[Records from a point labeling set]
......
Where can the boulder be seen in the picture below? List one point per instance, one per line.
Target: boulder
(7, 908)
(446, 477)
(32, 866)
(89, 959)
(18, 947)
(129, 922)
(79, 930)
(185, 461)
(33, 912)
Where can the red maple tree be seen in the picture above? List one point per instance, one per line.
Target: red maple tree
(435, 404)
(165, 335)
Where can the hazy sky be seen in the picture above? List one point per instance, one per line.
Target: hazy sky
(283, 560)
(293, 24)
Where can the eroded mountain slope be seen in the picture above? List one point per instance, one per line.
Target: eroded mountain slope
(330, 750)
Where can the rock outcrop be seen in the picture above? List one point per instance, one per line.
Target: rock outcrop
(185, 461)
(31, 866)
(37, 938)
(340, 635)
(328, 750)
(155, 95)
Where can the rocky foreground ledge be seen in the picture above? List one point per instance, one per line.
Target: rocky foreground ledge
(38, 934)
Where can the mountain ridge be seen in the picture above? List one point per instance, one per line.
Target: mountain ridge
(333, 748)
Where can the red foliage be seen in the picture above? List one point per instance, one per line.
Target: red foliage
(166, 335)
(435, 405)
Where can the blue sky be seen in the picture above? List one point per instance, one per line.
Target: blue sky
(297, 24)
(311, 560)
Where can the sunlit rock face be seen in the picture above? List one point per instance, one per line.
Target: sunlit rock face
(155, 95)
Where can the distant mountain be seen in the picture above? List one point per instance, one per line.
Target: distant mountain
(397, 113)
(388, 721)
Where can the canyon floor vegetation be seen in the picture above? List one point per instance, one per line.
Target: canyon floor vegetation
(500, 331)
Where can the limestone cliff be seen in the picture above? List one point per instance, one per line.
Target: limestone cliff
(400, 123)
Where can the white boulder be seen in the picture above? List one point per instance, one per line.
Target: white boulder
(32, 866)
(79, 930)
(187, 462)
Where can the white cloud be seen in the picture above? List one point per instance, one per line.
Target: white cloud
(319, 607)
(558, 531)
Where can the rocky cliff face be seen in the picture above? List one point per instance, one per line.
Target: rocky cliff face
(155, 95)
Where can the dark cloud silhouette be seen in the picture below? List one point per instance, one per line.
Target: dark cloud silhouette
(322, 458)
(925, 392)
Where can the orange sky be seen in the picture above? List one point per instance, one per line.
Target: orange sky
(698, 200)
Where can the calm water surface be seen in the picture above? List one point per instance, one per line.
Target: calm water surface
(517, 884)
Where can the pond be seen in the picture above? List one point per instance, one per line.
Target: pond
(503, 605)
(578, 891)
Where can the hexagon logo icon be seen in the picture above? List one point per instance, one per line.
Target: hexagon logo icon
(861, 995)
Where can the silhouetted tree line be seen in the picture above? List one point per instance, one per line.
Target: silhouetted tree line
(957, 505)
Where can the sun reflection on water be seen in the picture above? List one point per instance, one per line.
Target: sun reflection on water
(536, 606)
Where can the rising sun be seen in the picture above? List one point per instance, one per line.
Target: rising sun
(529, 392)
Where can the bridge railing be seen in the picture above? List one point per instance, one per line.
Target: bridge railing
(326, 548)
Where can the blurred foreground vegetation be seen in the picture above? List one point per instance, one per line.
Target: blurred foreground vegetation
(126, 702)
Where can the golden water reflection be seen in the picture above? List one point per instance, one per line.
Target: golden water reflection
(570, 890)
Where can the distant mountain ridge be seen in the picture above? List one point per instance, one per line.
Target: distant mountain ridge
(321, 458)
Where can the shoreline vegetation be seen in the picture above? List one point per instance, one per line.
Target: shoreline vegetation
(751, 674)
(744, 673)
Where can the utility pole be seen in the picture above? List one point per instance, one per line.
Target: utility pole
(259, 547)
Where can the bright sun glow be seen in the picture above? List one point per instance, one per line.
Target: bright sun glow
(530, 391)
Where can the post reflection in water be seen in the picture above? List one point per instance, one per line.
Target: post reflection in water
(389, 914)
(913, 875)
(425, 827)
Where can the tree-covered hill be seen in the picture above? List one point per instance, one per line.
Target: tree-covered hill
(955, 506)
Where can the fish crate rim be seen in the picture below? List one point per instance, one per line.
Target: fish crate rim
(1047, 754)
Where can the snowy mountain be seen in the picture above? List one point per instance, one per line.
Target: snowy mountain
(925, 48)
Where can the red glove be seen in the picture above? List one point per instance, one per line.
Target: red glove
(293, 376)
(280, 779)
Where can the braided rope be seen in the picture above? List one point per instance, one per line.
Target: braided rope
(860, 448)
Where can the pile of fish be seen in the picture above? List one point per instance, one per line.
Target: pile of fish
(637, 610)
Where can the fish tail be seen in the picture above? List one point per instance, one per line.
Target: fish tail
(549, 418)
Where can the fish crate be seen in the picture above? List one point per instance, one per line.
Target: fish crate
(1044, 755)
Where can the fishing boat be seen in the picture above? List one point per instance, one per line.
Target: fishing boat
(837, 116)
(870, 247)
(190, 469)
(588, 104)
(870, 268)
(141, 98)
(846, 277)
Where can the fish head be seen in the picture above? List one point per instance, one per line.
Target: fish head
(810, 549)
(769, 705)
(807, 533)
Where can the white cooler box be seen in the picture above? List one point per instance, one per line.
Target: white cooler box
......
» **Exercise objective**
Give again only the lines of the material above that run from the one with "Where can the shoreline" through the end, both included, exactly as they appear.

» **Completed task**
Where can the shoreline vegetation be seen in the picture above? List one point per instance, one per line.
Target: shoreline vegetation
(751, 674)
(744, 673)
Where can the utility pole be seen in the picture above? List one point per instance, one per line.
Target: utility pole
(259, 547)
Where can the bright sun glow be seen in the picture above? List one point per instance, one per line.
Target: bright sun glow
(530, 391)
Where can the post reflection in water be seen in the picture above? List one point per instance, one per line.
Target: post reflection in water
(389, 914)
(913, 875)
(425, 827)
Where can the tree-covered hill be seen in the picture above? List one point per instance, one per line.
Target: tree-covered hill
(955, 506)
Where can the fish crate rim be seen in the picture below? List one point per instance, one per line.
Target: fish crate rim
(1047, 754)
Where can the snowy mountain be seen in the picture above? List one point per instance, one per line.
Target: snowy mountain
(925, 48)
Where can the red glove be seen in the picture above? List one point per instance, one per line.
Target: red glove
(293, 376)
(280, 779)
Where can the braided rope be seen in the picture above? List one point per instance, one per line.
Target: braided rope
(860, 448)
Where can the pile of fish be seen in the picture above? List one point per instance, one per line.
Target: pile of fish
(637, 610)
Where can the fish tail be seen in the picture above? List one point per instance, one per line.
Target: fish tail
(549, 418)
Where can the fish crate be seen in the picture above? List one point per instance, one per line.
Target: fish crate
(1044, 755)
Where can the fishing boat be seen in the picture above? List one point per instance, one per line.
Target: fishing boat
(837, 116)
(870, 247)
(190, 469)
(588, 104)
(870, 268)
(141, 98)
(846, 277)
Where can the fish head be seen in the picture above? List one point per instance, one per line.
Target: fish head
(810, 549)
(769, 705)
(807, 533)
Where can the white cooler box be seen in the picture above? List one point per instance, one per line.
Target: white cooler box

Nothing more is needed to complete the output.